**Assignment:** Reproduce the listing below character for character; drop every image.
** Stored data follows **
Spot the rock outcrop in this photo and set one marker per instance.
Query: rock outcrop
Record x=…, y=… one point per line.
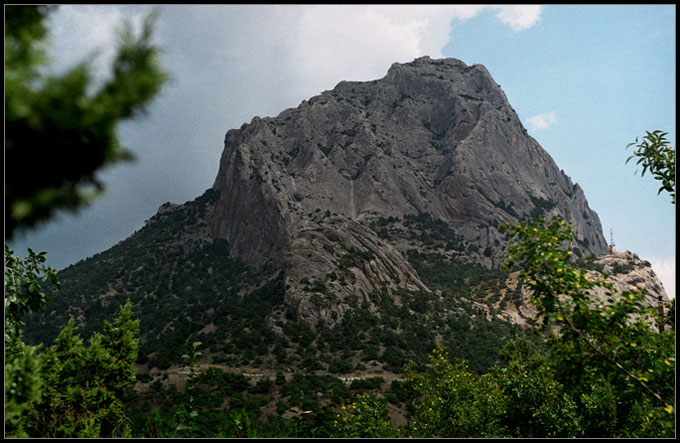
x=432, y=137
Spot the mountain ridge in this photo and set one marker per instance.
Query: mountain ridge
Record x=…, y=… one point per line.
x=360, y=228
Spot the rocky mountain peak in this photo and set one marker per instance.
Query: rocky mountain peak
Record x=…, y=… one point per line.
x=433, y=138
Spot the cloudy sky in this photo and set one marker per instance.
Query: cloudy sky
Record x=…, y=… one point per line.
x=586, y=80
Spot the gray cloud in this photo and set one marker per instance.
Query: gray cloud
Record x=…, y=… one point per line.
x=228, y=63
** End of Stored data **
**Written solution:**
Spot the rock outcrop in this photo and set one marker per instance.
Query: rock outcrop
Record x=…, y=… one point per line.
x=432, y=137
Spot the mountain ridge in this photo and set one marker per instance.
Query: mountain ridge
Record x=…, y=… one point per line.
x=360, y=228
Spot the rocky mountain peak in this photo and set one marker per instance.
Query: rocky mountain peak
Record x=…, y=… one point per line.
x=433, y=138
Spot the cloudy sky in this photo and set one marker per instance.
Query: cloudy sky
Record x=…, y=… one point per line.
x=586, y=80
Spot the gray cloud in this photo and set one marker per instance.
Query: gray cloud
Record x=…, y=… one point per line.
x=228, y=63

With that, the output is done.